> **Ziel der Übung**
Führen Sie den Text über das Werk „Chirurg“ im Anschluss an seinen letzten Satz weiter.

> **Zu lesender Text**
★ ★ ★ ★

Die männliche Gestalt unseres Zeitgenossen ist vom Meister in der ausgezeichneten Arbeit “Chirurg” (1978) verkörpert worden, in einer Arbeit, wo alles überrascht: sowohl der beherrschte, unvorgetäuschte Pathos als auch die rauche Monumentalität dieses maßgemäß bescheidenen Werkes (Hohe 45 cm), letztendlich auch die virtuose, thematisch gerechtfertigte, nicht aber irgendeine illusorische Effektbearbeitung des Materials, die unter der Granitmaske einen Teil des Gesichts verdeckt und nur die Augen, die nicht halbgeschlossen, sondern extrem konzentriert sind, offen lässt.

★ ★ ★ ★

> **Bereitgestellte Daten**
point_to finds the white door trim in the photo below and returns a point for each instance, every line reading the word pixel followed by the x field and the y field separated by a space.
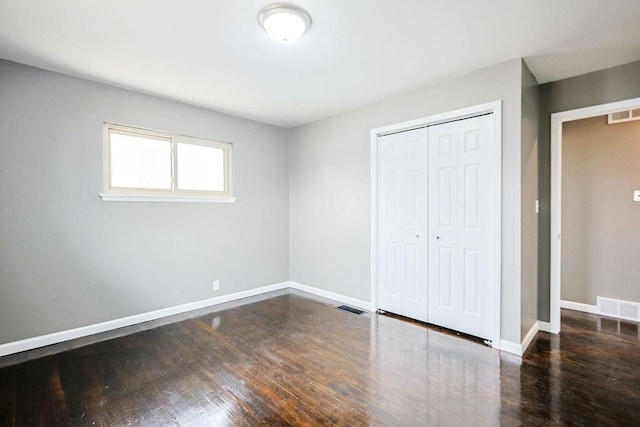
pixel 491 107
pixel 557 120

★ ★ ★ ★

> **Schriftliche Antwort**
Die Fähigkeit, mit unterschiedlichen Materialien überzeugende künstlerische Ergebnisse zu erreichen, ist eine der stärksten Eigenschaften der Begabung von Rafael Arutjunjan. Dabei betrifft das sowohl die naturellen, „kostbaren“ Materialien (Marmor, Bronze, Granit, Holz) als auch die „billigen“, synthetischen Stoffe „vom Gips bis zur Plaste“. Wie es sich herausstellte, erkannte Rafael Arutjunjan auch die unbegrenzten „metaphorischen“ Möglichkeiten der Ersatzstoffe. Überraschend ist eigentlich nicht seine meisterhafte Imitierung des notwendigen Materials, sondern seine zauberhafte Fähigkeit, aus beliebigem Ersatz neue, dem Stein, Holz oder Metall gar nicht eigene Eigenschaften und bisher unbekannte visuelle Effekte herauszubekommen. Die Grenzen zwischen dem Naturellen und Synthetischen vermischen sich im künstlerischen Wert der Skulpturen. Beweise dafür sind „Kopf einer jungen Frau“ (1969) und „Selbstbildnis“ (1993), die wie aus einem ungewöhnlichen Stoff laut alten Rezepten der uralten kostbaren bunten Keramik geschaffen sind, wie auch „Giraffe“ (1972) und „Altes Gnu“ (1976), deren ausdrucksvolle Tektonik mit keinem natürlichen Material verknüpft werden kann.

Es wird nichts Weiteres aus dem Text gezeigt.